**What is being asked**
In the rows below, copy word for word everything from the line with "In the photo above, where can the yellow" to the line with "column 458, row 103", including both of those lines.

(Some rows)
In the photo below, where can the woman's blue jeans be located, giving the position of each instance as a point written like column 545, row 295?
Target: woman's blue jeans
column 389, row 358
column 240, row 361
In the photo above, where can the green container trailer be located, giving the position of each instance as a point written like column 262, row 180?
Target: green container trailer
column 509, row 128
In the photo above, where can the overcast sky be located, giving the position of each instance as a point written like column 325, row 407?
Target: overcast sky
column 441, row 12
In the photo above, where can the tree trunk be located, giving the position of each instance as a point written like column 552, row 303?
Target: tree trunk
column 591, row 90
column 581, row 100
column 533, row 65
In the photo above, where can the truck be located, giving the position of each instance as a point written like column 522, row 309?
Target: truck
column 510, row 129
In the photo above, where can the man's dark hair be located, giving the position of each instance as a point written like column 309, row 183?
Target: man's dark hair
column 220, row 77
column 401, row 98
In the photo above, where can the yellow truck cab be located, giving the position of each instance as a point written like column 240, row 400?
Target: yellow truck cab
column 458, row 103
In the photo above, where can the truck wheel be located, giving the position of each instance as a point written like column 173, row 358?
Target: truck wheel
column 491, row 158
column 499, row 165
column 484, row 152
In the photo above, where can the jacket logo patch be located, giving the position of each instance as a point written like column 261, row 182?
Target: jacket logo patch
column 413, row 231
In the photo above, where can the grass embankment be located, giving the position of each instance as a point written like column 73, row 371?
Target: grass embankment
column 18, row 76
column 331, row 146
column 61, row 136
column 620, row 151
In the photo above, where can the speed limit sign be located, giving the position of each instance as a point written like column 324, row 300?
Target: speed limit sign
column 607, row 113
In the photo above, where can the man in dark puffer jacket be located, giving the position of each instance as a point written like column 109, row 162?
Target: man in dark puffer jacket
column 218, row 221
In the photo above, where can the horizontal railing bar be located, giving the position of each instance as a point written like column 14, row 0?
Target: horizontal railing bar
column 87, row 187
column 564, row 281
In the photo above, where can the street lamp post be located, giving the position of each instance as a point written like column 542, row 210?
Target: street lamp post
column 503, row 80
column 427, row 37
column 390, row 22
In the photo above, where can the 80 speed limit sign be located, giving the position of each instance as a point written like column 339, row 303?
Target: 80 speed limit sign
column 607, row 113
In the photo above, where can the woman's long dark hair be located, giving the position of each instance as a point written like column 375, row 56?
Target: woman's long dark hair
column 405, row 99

**Answer in full**
In the photo above, where can the yellow truck cab be located, giving the position of each instance as a point written like column 240, row 400?
Target: yellow truck cab
column 458, row 103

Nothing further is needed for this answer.